--- Point-per-instance localization data ---
───

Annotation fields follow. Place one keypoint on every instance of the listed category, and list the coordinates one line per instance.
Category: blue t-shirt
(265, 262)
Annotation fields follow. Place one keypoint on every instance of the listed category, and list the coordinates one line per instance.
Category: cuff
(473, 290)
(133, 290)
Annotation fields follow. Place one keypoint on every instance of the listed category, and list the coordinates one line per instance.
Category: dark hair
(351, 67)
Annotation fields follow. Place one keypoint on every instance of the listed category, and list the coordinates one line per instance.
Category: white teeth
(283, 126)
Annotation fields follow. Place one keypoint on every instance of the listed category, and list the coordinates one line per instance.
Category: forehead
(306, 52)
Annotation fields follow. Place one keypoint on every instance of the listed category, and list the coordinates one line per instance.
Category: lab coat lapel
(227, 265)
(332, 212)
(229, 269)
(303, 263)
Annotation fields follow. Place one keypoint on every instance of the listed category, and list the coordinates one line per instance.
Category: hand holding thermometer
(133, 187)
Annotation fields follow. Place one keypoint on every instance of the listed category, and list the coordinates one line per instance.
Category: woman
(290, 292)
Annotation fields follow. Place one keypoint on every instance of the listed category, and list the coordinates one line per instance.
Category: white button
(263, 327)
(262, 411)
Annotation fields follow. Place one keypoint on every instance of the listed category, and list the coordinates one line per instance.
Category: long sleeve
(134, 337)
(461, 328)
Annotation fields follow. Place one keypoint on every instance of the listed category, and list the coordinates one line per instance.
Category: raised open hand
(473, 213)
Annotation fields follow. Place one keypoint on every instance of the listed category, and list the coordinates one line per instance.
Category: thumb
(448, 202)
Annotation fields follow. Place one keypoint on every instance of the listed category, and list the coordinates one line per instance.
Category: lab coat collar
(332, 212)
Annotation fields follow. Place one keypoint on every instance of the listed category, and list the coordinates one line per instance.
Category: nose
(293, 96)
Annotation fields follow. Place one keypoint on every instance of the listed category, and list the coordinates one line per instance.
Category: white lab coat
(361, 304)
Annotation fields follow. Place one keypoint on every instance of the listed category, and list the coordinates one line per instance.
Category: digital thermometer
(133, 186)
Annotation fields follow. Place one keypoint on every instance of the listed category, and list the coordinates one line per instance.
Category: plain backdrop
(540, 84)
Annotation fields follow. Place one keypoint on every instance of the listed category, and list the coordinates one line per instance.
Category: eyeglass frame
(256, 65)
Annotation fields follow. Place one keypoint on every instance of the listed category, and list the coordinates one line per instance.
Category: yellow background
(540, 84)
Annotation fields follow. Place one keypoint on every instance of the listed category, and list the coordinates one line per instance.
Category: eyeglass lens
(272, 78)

───

--- What you have to do ---
The records above need copying again. Keep each word as it is.

--- Written response ---
Annotation fields follow. Place one keypoint on every instance of the listed category, and list the coordinates one line per instance.
Category: blue t-shirt
(265, 262)
Annotation fields follow. Place one keypoint on every instance of the listed category, and list the coordinates one line per instance.
Category: cuff
(473, 290)
(133, 290)
Annotation fields follow. Place one keypoint on every instance of the listed category, and list the coordinates one line per instance.
Category: dark hair
(351, 67)
Annotation fields follow. Place one keypoint on every instance of the listed category, and list the coordinates one line per instance.
Category: white teeth
(283, 126)
Annotation fields follow. Place one keypoint on every instance of the listed category, and list the coordinates one line per instance.
Category: forehead
(306, 52)
Annotation fields follow. Place one keypoint on every instance of the listed category, and list the coordinates one line per instance.
Category: lab coat lapel
(227, 265)
(332, 212)
(229, 269)
(303, 263)
Annotation fields follow. Place one keypoint on every instance of the listed category, and list the coordinates one line per instance.
Category: hand holding thermometer
(133, 187)
Annotation fields follow. Place one keypoint on every instance of the listed category, and list the coordinates one line per instance.
Category: woman
(290, 292)
Annotation fields follow. Place one keypoint on every instance of the listed category, and list the coordinates one line per instance.
Category: white button
(263, 327)
(262, 411)
Annotation fields follow. Place one keypoint on every instance of the listed category, and list the coordinates one line per instance.
Category: long sleeve
(134, 337)
(461, 328)
Annotation fields follow. Place one keypoint on every instance of the listed category, and list the coordinates one line per instance.
Category: raised open hand
(473, 213)
Annotation fields follow. Place one keypoint on every instance of the listed category, and list the coordinates one line per instance.
Category: thumb
(448, 202)
Annotation fields follow. Place one keypoint on every instance of the listed category, and list the coordinates one line per instance.
Category: lab coat collar
(332, 212)
Annotation fields follow. Place one keypoint on every instance of the listed category, and list the coordinates one line per instance.
Category: nose
(293, 96)
Annotation fields follow. Place one keypoint on every instance of the listed category, and list the coordinates one line per instance.
Category: white lab coat
(361, 304)
Annotation fields follow. Place one keypoint on every instance of the listed category, and list the coordinates one line per instance.
Category: digital thermometer
(133, 186)
Annotation fields follow. Place one keypoint on every instance of the listed category, and list the coordinates one line per instance.
Category: plain backdrop
(540, 84)
Annotation fields follow. Place one keypoint on every instance of the listed category, and list the coordinates one line per instance.
Category: eyeglass frame
(256, 65)
Annotation fields follow. Place one keypoint on every instance of the listed category, and list the coordinates one line per instance.
Category: yellow background
(540, 84)
Annotation fields follow. Place one keypoint on every instance of the listed category, and list the coordinates one line per instance.
Category: eyeglass lens
(272, 78)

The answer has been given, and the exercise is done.